** Supplied passage **
┄┄┄┄┄┄┄┄┄┄
Let's see this in action:

In [127]:
x = np.array([[1, 1], [3, 0]])

print(f'{x = }, {x.shape = }')
for axis in (None, 0, 1):
  print(f'{axis = }')
  sum_nokeepdim = np.sum(x, axis=axis, keepdims=False)
  sum_keepdim = np.sum(x, axis=axis, keepdims=True)
  print(f'{np.sum(x, axis=axis, keepdims=False) = }, {sum_nokeepdim.shape = }')
  print(f'{np.sum(x, axis=axis, keepdims=True) = }, {sum_keepdim.shape = }')



x = array([[1, 1],
       [3, 0]]), x.shape = (2, 2)
axis = None
np.sum(x, axis=axis, keepdims=False) = np.int64(5), sum_nokeepdim.shape = ()
np.sum(x, axis=axis, keepdims=True) = array([[5]]), sum_keepdim.shape = (1, 1)
axis = 0
np.sum(x, axis=axis, keepdims=False) = array([4, 1]), sum_nokeepdim.shape = (2,)
np.sum(x, axis=axis, keepdims=True) = array([[4, 1]]), sum_keepdim.shape = (1, 2)
axis = 1
np.sum(x, axis=axis, keepdims=False) = array([2, 3]), sum_nokeepdim.shape = (2,)
np.sum(x, axis=axis, keepdims=True) = array([[2],
       [3]]), sum_keepdim.shape = (2, 1)


Why is it important to set `keepdims=True`? To get the softmax, we divide the exponents of shape (B, H) by the sum of exponents. For axis=None, sumexp is a scalar and trivially broadcasted over shape (B, H). But for axis=0 and axis=1, the shape of sumexp (H,) or (B,) respectively, will be broadcasted over over shape (B, H) and this would fail for axis=1, or worse, if B == H, the sum will be broadcasted over the wrong dim and fail silently. Hence, we guide the broadcasting by setting keepdims=True. BTW, this is equivalent to `sum = np.sum(x, axis=1, keepdims=False); sum = sum[:, None]`


Let's check it out with our example (B = H = 2). Can you explain why the answer is wrong with keepdims=False?

In [128]:
x = np.array([[1, 1], [3, 0]])

print(f'{x = }, {x.shape = }')
for axis in (1,):
  print(f'{axis = }')
  sum_nokeepdim = np.sum(x, axis=axis, keepdims=False)
  sum_keepdim = np.sum(x, axis=axis, keepdims=True)
  print(f'{np.sum(x, axis=axis, keepdims=False) = }, {sum_nokeepdim.shape = }')
  print(f'{np.sum(x, axis=axis, keepdims=True) = }, {sum_keepdim.shape = }')
  print(f'Wrong: {x / sum_nokeepdim = }')
┄┄┄┄┄┄┄┄┄┄
** Data extracts **
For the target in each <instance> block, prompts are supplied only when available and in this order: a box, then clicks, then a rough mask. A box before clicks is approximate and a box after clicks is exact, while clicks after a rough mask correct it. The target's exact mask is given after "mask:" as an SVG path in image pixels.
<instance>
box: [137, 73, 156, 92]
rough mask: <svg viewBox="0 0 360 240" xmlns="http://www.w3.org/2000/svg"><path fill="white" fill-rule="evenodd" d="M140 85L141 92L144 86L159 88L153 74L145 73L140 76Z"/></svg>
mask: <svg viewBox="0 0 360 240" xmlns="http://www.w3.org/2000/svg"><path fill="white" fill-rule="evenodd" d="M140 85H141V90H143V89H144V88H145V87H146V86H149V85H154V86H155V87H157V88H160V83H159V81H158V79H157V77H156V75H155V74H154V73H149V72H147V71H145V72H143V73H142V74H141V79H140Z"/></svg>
┄┄┄┄┄┄┄┄┄┄
** Instruction 1 **
Please write out the part of the NumPy keepdims walkthrough starting at "Why is it important" and ending at "wrong with keepdims=False?".
** Instruction 2 **
Continue the NumPy keepdims walkthrough from the point where it stops.

** Output 1 **
Why is it important to set `keepdims=True`? To get the softmax, we divide the exponents of shape (B, H) by the sum of exponents. For axis=None, sumexp is a scalar and trivially broadcasted over shape (B, H). But for axis=0 and axis=1, the shape of sumexp (H,) or (B,) respectively, will be broadcasted over over shape (B, H) and this would fail for axis=1, or worse, if B == H, the sum will be broadcasted over the wrong dim and fail silently. Hence, we guide the broadcasting by setting keepdims=True. BTW, this is equivalent to `sum = np.sum(x, axis=1, keepdims=False); sum = sum[:, None]`


Let's check it out with our example (B = H = 2). Can you explain why the answer is wrong with keepdims=False?

** Output 2 **
  print(f'Correct: {x / sum_keepdim = }')
  print()

x = array([[1, 1],
       [3, 0]]), x.shape = (2, 2)
axis = 1
np.sum(x, axis=axis, keepdims=False) = array([2, 3]), sum_nokeepdim.shape = (2,)
np.sum(x, axis=axis, keepdims=True) = array([[2],
       [3]]), sum_keepdim.shape = (2, 1)
Wrong: x / sum_nokeepdim = array([[0.5       , 0.33333333],
       [1.5       , 0.        ]])
Correct: x / sum_keepdim = array([[0.5, 0.5],
       [1. , 0. ]])



A general rule of thumb is that numpy can broadcast over the batch dimension, but not others. So (H,) -> (B, H) is correctly done without guidance, but (B,) -> (B, H) has to be guided using res[:, None] (or np.newaxis or np.expand_dims).

Great, hopefully your understanding of axes and broadcasting was enriched by this example! Let's apply it to improve the numerical stability of our softmax impl.

### Stable Softmax
In our prev softmax impl, the sumexp term can become really large. To counter this, we subtract x by the the max of x (along the provided axis) before computing the exponents and summing them. This is equivalent to multiplying both the numerator and denominator of the softmax by exp(-mx) and so has no effect on the output of the softmax. But because the input to exp is now in the range (-inf, 0), the exp will be in range (0, 1) which makes the sumexp manageable.

Let's implement this!

In [129]:
def stable_softmax(x, axis=None):
  mx = np.max(x, axis=axis, keepdims=True)
  exps = np.exp(x - mx)
  sumexps = np.sum(exps, axis=axis, keepdims=True)
  return exps / sumexps

In [130]:
num_tests = 5
B = 5
H = 10
for i in range(num_tests):
  x = np.random.randn(B, H)
  s1 = softmax(x, axis=-1)
  s2 = stable_softmax(x, axis=-1)
  np.testing.assert_allclose(s1, s2)
print("The two impls matched!")

The two impls matched!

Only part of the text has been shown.